> [Requirements]: Switch "Multiple detections" to "Several detections" everywhere it occurs in the records below, and reproduce all other lines unchanged.

> [Material supplied]:
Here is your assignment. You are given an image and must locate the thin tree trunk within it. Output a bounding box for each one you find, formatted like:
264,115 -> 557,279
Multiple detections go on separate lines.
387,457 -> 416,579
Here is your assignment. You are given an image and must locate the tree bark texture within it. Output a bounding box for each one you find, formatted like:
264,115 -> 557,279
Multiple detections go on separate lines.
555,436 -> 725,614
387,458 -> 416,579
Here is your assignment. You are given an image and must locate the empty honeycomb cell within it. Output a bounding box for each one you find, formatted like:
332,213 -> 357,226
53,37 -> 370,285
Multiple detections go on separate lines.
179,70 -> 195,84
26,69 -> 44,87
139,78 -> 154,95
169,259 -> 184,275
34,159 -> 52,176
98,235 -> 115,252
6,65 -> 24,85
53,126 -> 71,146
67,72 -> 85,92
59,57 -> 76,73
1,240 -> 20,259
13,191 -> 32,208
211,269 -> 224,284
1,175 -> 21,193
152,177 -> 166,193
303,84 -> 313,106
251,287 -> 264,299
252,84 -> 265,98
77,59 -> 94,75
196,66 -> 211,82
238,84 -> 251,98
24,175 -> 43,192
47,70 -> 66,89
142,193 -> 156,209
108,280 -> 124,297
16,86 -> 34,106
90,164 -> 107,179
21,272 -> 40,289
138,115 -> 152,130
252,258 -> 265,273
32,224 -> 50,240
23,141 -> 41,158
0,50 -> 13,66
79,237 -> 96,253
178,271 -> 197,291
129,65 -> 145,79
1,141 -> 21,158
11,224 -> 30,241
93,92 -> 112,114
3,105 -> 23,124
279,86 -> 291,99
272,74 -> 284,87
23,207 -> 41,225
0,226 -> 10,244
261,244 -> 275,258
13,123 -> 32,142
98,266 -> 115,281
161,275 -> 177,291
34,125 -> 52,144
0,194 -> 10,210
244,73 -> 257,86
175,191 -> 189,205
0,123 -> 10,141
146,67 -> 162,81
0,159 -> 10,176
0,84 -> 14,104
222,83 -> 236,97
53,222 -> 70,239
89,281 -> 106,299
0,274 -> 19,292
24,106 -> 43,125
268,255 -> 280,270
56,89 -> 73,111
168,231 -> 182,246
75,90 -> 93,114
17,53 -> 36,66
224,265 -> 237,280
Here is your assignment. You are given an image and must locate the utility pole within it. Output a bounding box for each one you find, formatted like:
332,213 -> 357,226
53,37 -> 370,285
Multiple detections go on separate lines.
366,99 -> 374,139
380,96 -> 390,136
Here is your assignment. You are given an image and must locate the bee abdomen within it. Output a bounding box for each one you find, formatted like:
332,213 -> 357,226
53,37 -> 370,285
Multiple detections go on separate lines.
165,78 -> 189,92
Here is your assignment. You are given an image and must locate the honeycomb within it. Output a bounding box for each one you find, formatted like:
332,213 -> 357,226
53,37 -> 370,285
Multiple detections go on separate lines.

> [Expected answer]:
Here is your assignment. You are given an image and must locate the thin tree trunk within it. Output a bounding box for each one you find, formatted like:
264,115 -> 557,279
Several detections go on separate lines.
387,457 -> 416,579
Here is your assignment. You are given an image and must locate the tree bark texture within it. Output a bounding box for each one you find, formatted like:
264,115 -> 557,279
Several detections go on separate lines.
555,436 -> 725,614
387,458 -> 416,579
Here is your assignment. You are given an image and must locate the empty honeycomb cell within it. Output a bounding box for each one you find, formatted like:
332,213 -> 357,226
53,37 -> 370,285
Several detections go on separate lines.
179,70 -> 195,84
26,69 -> 44,87
139,78 -> 154,95
169,259 -> 184,275
34,159 -> 52,176
98,235 -> 115,252
6,65 -> 24,85
53,126 -> 71,146
67,72 -> 85,92
59,57 -> 76,73
1,240 -> 20,259
13,191 -> 32,208
211,269 -> 224,284
1,175 -> 21,193
152,177 -> 166,193
303,84 -> 313,106
251,287 -> 264,299
252,84 -> 265,98
77,59 -> 94,75
196,66 -> 211,82
238,84 -> 251,98
24,175 -> 43,192
47,70 -> 66,89
142,193 -> 156,209
108,280 -> 124,297
16,86 -> 34,106
90,164 -> 107,179
21,272 -> 40,289
138,115 -> 152,130
252,258 -> 265,273
32,224 -> 50,240
23,141 -> 41,158
0,50 -> 13,66
79,237 -> 96,253
178,271 -> 197,291
129,65 -> 145,79
1,141 -> 21,158
11,224 -> 30,241
93,92 -> 112,114
3,105 -> 23,124
279,86 -> 291,99
272,74 -> 284,87
23,207 -> 41,225
0,226 -> 10,244
261,244 -> 275,258
13,123 -> 32,142
98,266 -> 115,281
161,275 -> 177,291
34,125 -> 52,144
0,194 -> 10,210
244,73 -> 257,86
175,191 -> 189,205
0,123 -> 10,141
146,67 -> 162,81
0,159 -> 10,176
0,84 -> 14,104
222,83 -> 236,97
53,222 -> 70,239
89,281 -> 106,299
0,274 -> 19,292
24,106 -> 43,125
268,255 -> 280,270
56,89 -> 73,111
168,231 -> 182,246
75,90 -> 93,114
17,53 -> 36,66
224,265 -> 237,280
Here is your assignment. You are given an image and must locate the utility pole within it. Output a bounding box for each one you find, formatted like:
332,213 -> 357,226
53,37 -> 370,285
Several detections go on separate lines.
366,99 -> 374,139
380,96 -> 390,136
Here is your assignment. You are given an image and must locate the bee abdomen within it. Output a bounding box for each one you find, formatted like:
332,213 -> 357,226
53,37 -> 370,285
Several detections go on separate lines.
165,78 -> 189,92
Here is your assignment. You are given an image and must locate the honeycomb within it. Output a bounding box for each one you find, formatted like:
332,213 -> 357,226
53,37 -> 370,285
Several detections go on separate lines.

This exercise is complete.